>> Begin Selected extract

I left Business Standard in March 2003, and joined the Calcutta Telegraph. This is my first column, published on 1 July 2003. In between, I visited Sri Lanka; My first column in the Telegraph, on 1 July 2003, was about the trip. The Sri Lankans I met did not envy themselves, but the island charmed me.
EXODUS FROM PARADISE
The longer I stayed in my last job, the
better it fitted me. The income it brought elevated me from comfort to luxury
and finally extravagance. Then, just as I lapsed into complacency, my
livelihood suddenly got ready to forsake me. I counted the money in the till;
penury could only be months away. I looked at investments; they ranged from
illiquid to ill-chosen ones. It was a relief that not too many years remained
ahead; but disaster was not years but months away. Those months before D-day
had somehow to be stretched out. So I cancelled the summer trip to Europe.
Catastrophe does not become more endurable
if one pulls a long face. I decided to cheer myself up. I thought of all the
economic concepts that might help save me — ingenuity, innovation, enterprise.
I looked around for an opportunity; I found it in Sri Lanka. It was not a job;
but Sri Lankan Airlines was prepared to fly my wife and me to Colombo and give
us a five days’ holiday for less than the cost of flying to Calcutta (I prefer
to call it that). I decided to save money and fly to Colombo. I thought I was
being clever and economic: there would be no tourists in the war-torn country,
and I would have my run of it. How wrong I was! Eighty thousand Indians had
preceded me there last year — more than tourists from any other country — and
the Ceylonese hoped Indians would cross 100,000 this year.
In Ceylon I took further cost-saving
measures. I decided that the cheapest holiday would be if I could sit in one
place and meditate. And what better place for meditation than the holy city of
Kandy? It has a lake surrounded by green hills. On the lakeshore is the Temple
of the Tooth. It is very different from a comparable Indian temple. There are
no shops or hustlers. Entry is controlled, separately for the Ceylonese and
foreigners; foreigners pay more. I do not know how they recognize Indians as
foreigners, but they do. In return for the entry fee, Indians can give their
footwear for safekeeping; locals have to leave theirs here and there. There are
also separate booths for body search; foreigners, being fewer, have to wait
less. On one wall are photographs of the temple as it once was, and as it
became when the LTTE bombed it in 1998; the entire front of the temple was
reduced to rubble.

>> End Selected extract

» Written exercise A
Return every line of the records below that contains the word "wooden".

>> Begin Dataset entries

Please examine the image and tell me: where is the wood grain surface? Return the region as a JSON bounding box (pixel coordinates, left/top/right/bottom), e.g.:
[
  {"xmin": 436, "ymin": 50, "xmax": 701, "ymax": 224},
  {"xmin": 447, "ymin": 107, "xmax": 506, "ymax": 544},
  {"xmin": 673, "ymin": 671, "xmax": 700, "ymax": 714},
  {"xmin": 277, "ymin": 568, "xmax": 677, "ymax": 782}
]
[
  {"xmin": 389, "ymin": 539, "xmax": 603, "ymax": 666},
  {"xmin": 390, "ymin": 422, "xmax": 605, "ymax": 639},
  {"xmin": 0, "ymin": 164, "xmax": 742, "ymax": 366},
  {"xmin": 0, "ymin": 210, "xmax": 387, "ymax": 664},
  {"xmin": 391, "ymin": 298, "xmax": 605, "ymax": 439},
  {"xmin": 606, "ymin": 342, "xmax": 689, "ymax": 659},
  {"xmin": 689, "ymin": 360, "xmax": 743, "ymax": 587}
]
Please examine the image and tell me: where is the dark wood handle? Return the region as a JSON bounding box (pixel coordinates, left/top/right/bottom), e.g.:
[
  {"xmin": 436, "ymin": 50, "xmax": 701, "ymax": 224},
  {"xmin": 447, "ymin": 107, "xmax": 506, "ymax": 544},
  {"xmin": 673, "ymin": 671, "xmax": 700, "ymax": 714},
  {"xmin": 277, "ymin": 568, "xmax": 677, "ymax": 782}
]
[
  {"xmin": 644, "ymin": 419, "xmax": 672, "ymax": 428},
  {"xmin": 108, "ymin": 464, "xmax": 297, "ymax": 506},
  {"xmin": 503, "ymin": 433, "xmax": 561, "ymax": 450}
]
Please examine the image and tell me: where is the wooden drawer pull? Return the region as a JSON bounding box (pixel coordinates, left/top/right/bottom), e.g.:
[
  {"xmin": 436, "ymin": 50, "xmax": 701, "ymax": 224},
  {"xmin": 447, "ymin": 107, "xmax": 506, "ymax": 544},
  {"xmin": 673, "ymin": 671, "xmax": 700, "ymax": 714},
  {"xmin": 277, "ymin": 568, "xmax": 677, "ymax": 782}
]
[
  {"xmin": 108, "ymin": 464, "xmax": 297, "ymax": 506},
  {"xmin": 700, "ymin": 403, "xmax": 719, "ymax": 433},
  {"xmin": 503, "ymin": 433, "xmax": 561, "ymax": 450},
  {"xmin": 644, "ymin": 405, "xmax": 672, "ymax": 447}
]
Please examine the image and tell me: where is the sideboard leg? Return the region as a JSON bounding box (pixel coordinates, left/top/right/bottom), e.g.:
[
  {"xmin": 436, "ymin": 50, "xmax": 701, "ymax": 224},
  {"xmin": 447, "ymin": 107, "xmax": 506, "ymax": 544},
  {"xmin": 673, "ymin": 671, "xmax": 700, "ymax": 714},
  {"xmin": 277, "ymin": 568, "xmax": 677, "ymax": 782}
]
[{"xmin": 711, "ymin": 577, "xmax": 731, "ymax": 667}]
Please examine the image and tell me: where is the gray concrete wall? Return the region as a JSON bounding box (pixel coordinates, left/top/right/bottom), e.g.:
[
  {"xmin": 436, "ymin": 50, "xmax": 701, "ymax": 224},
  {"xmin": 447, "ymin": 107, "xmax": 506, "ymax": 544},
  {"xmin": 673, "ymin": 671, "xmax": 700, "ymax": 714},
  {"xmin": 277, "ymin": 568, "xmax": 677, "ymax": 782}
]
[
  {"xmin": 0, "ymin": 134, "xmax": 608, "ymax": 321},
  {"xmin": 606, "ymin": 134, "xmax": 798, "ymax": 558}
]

>> End Dataset entries
>> Begin Dataset entries

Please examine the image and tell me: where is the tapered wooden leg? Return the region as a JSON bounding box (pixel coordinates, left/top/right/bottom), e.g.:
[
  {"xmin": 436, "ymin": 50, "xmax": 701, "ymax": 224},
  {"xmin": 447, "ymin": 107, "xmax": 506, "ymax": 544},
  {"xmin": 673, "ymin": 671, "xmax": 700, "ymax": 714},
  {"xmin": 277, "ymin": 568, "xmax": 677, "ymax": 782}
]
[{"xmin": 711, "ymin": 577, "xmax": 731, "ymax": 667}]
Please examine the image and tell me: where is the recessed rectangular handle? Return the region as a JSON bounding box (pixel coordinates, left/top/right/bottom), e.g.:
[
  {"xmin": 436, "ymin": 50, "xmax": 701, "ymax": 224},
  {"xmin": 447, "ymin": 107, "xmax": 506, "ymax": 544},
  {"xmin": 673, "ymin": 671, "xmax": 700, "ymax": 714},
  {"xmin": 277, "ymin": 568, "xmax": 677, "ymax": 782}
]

>> End Dataset entries

» Written exercise B
In the column about the Sri Lanka trip, in what year did the LTTE bomb the Temple of the Tooth?

» Exercise response A
Please examine the image and tell me: where is the wooden drawer pull? Return the region as a JSON bounding box (pixel coordinates, left/top/right/bottom), e.g.:
Please examine the image and tell me: where is the tapered wooden leg? Return the region as a JSON bounding box (pixel coordinates, left/top/right/bottom), e.g.:

» Exercise response B
1998